[Opening MATERIAL PROVIDED section]

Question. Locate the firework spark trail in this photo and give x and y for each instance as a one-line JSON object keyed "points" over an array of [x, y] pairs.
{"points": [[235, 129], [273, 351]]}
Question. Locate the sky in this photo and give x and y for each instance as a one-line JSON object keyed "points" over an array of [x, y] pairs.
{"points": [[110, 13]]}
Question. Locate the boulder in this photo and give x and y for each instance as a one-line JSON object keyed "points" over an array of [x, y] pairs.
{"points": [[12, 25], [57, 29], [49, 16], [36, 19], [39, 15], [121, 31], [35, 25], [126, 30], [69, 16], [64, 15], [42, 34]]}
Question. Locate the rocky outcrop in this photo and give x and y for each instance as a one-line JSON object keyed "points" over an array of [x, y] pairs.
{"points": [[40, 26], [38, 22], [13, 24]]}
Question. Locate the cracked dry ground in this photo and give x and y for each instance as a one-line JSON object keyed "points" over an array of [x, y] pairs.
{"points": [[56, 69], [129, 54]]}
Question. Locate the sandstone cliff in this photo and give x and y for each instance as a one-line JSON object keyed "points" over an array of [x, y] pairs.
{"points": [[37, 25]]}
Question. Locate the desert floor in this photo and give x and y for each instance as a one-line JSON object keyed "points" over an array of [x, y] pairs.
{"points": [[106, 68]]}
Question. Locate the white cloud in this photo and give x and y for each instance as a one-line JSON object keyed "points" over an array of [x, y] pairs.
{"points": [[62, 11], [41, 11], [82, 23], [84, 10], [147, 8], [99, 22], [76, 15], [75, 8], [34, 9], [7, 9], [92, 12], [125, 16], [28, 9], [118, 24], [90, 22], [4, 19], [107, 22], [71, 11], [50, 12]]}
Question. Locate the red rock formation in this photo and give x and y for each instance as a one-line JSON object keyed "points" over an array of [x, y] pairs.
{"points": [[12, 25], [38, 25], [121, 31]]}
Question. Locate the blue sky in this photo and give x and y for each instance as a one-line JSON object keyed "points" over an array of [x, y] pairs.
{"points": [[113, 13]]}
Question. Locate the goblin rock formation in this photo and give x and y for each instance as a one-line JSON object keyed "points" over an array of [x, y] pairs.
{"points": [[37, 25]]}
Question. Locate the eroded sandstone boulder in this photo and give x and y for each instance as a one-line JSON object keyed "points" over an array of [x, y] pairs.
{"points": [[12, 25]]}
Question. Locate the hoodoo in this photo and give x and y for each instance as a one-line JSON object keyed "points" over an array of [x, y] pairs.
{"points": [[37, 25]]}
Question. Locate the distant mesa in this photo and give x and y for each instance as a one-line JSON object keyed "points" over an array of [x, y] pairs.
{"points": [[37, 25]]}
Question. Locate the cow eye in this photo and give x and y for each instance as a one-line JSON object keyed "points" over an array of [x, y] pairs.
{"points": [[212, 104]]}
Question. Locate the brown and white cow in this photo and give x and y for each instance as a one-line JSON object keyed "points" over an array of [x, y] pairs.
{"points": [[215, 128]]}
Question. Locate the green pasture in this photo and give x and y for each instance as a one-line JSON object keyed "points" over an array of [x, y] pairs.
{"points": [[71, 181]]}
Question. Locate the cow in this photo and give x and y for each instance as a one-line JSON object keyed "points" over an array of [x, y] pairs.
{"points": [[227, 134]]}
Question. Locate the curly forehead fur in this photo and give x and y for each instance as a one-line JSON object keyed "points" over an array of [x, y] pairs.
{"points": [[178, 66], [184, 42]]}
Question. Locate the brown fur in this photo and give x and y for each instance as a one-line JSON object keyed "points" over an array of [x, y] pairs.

[Closing MATERIAL PROVIDED section]

[TASK PROMPT]: Retype the data precisely.

[RESPONSE TO THE EXERCISE]:
Question. Locate the firework spark trail in this photo and give x and y for each instance as a one-line JSON object keyed "points" over an array of [x, y] pairs.
{"points": [[235, 129], [273, 351]]}
Question. Locate the sky in this photo and give x and y for each instance as a one-line JSON object keyed "points" over an array of [x, y] pairs.
{"points": [[110, 13]]}
Question. Locate the boulder in this photo and give x and y for each instance as a one-line JSON object keyed "points" over an array of [x, y] pairs.
{"points": [[12, 25], [57, 29], [49, 16], [36, 19], [39, 15], [121, 31], [35, 25], [126, 30], [69, 16], [64, 15], [42, 34]]}
Question. Locate the rocky outcrop in this photo and give x and y for each instance as a one-line JSON object keyed "points" over an array of [x, y] pairs.
{"points": [[40, 26], [38, 22], [13, 24]]}
Question. Locate the cracked dry ground in this photo and give x and y for each instance as a one-line JSON object keyed "points" over an array of [x, y] pairs.
{"points": [[56, 69], [129, 54]]}
Question. Locate the sandstone cliff in this photo and give x and y for each instance as a one-line JSON object keyed "points" over an array of [x, y] pairs.
{"points": [[37, 25]]}
Question. Locate the desert floor in this photo and give x and y for each instance as a one-line JSON object keyed "points" over an array of [x, y] pairs.
{"points": [[106, 68]]}
Question. Locate the white cloud in this photo and give x and y for each instance as a one-line JSON object keyed "points" over an array of [x, y] pairs.
{"points": [[62, 11], [41, 11], [82, 23], [84, 10], [147, 8], [99, 22], [76, 15], [75, 8], [34, 9], [7, 9], [92, 12], [125, 16], [28, 9], [118, 24], [90, 22], [4, 19], [107, 22], [71, 11], [50, 12]]}
Question. Locate the red rock formation in this photo and give x and y for each instance as a one-line JSON object keyed "points" over an array of [x, y] pairs.
{"points": [[12, 25], [38, 25], [121, 31]]}
Question. Locate the blue sky in this photo and give x and y for each instance as a one-line JSON object keyed "points" over an array of [x, y] pairs.
{"points": [[113, 13]]}
Question. Locate the goblin rock formation in this photo and give x and y for each instance as a one-line JSON object keyed "points" over an array of [x, y] pairs.
{"points": [[37, 25]]}
Question. Locate the eroded sandstone boulder in this photo and give x and y for each instance as a one-line JSON object keyed "points" over an array of [x, y] pairs.
{"points": [[12, 25]]}
Question. Locate the hoodoo in this photo and give x and y for each instance as a one-line JSON object keyed "points" over an array of [x, y] pairs.
{"points": [[37, 25]]}
Question. Locate the distant mesa in this photo and give x and y for each instance as a one-line JSON object keyed "points" over an array of [x, y] pairs.
{"points": [[37, 25]]}
Question. Locate the cow eye in this photo and give x and y for each instance as a one-line JSON object keyed "points" over an array of [x, y] pairs.
{"points": [[212, 104]]}
Question. Locate the brown and white cow in this photo and give x and y for each instance as a one-line JSON object keyed "points" over an array of [x, y] pairs.
{"points": [[215, 128]]}
Question. Locate the green pasture in this photo and give x and y for each instance as a one-line JSON object keyed "points" over an array of [x, y] pairs.
{"points": [[71, 181]]}
Question. Locate the cow in this photo and give x and y for each instance as a one-line JSON object keyed "points" over an array of [x, y] pairs.
{"points": [[227, 134]]}
Question. Locate the curly forehead fur in this photo and give x and y for each instance as a one-line JSON object keyed "points" over an array of [x, y] pairs.
{"points": [[178, 66], [184, 42]]}
Question. Locate the brown fur in this photo and give x and y for each instance as a one-line JSON object keyed "points" over an array of [x, y] pairs.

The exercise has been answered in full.